### Tujuan
Teruskan berita tentang penjabat kepala daerah di bawah ini, dimulai sesudah kalimat terakhir yang ditampilkan.

── Teks Bacaan

Jakarta, JurnalBabel.com – Pemerintah didorong oleh berbagai kalangan membuat regulasi untuk mengisi pejabat kepala daerah yang masa jabatannya berakhir pada 2022 dan 2023 melalui proses seleksi. Pasalnya, masa tugas yang diemban oleh para penjabat kepala daerah ini cukup panjang hingga kepala daerah definitif pada 2024.
Selain itu, penjabat daerah juga mesti berhadapan dengan beragam isu politik jelang Pemilu Serentak 2024. Sementara penjabat kepala daerah tidak memiliki kewenangan yang memadai yang khawatir membuat upaya menyejahterakan masyarakat menjadi terhambat.
Adapun sebanyak 101 kepala daerah akan habis masa jabatannya pada 2022 ini. Mereka terdiri dari 7 gubernur, 76 bupati, dan 18 wali kota. Sementara pada 2023, ada 170 kepala daerah yang masa jabatannya berakhir. Mereka terdiri dari 17 provinsi, 39 kota dan 115 kabupaten.

────
── Data Tercatat

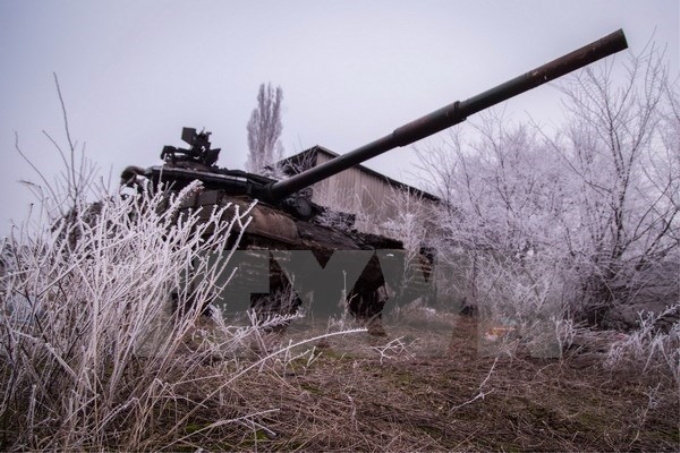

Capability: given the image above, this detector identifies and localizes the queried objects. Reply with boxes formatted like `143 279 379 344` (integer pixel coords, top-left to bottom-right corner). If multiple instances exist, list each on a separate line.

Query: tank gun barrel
263 30 628 201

────

### Hasil Latihan
Hal tersebut merupakan konsekuensi dari Undang-Undang Nomor 10 Tahun 2016 tentang Pemilihan Kepala Daerah yang mengamanatkan Pilkada serentak pada 2024, sehingga pada 2022 dan 2023 tidak ada Pilkada.
Permasalahan proses seleksi calon penjabat kepala daerah ini tidak diatur dalam peraturan perundang-undangan. Yang diatur dalam UU Pilkada yakni, untuk penunjukan penjabat Gubernur yang berasal dari jabatan pimpinan tinggi madya dipilih oleh Presiden setelah diusulkan tiga nama oleh Kementerian Dalam Negeri (Kemendagri).
Sementara untuk penunjukan penjabat Bupati/Walikota yang berasal dari jabatan pimpinan tinggi pratama yang diajukan oleh Gubernur dan dipilih oleh Kemendagri.
Anggota Komisi Pemerintahan Dalam Negeri (Komisi II) DPR, Zulfikar Arse Sadikin, mengatakan penjabat kepala daerah berasal dari aparatur sipil negara atau ASN. Mereka ketika menduduki jabatan pimpinan tinggi madya untuk provinsi dan pratama untuk kabupaten/kota, sebut Zulfikar, sudah melalui proses diseleksi yang ketat dengan mempertimbangkan keahlian, kepangkatan, rekam jejak dan lainnya.
“Bahkan dengan UU Nomor 5 Tahun 2014 tentang ASN, itu melibatkan Komisi Aparatur Sipil Negara (KASN) seleksinya. Jadi orang yang menduduki pimpinan tinggi madya dan pratama itu memang orang yang sudah terpilih dari proses seleksi,” kata Zulfikar Arse Sadikin saat dihubungi jurnalbabel.com, Selasa (18/1/2022).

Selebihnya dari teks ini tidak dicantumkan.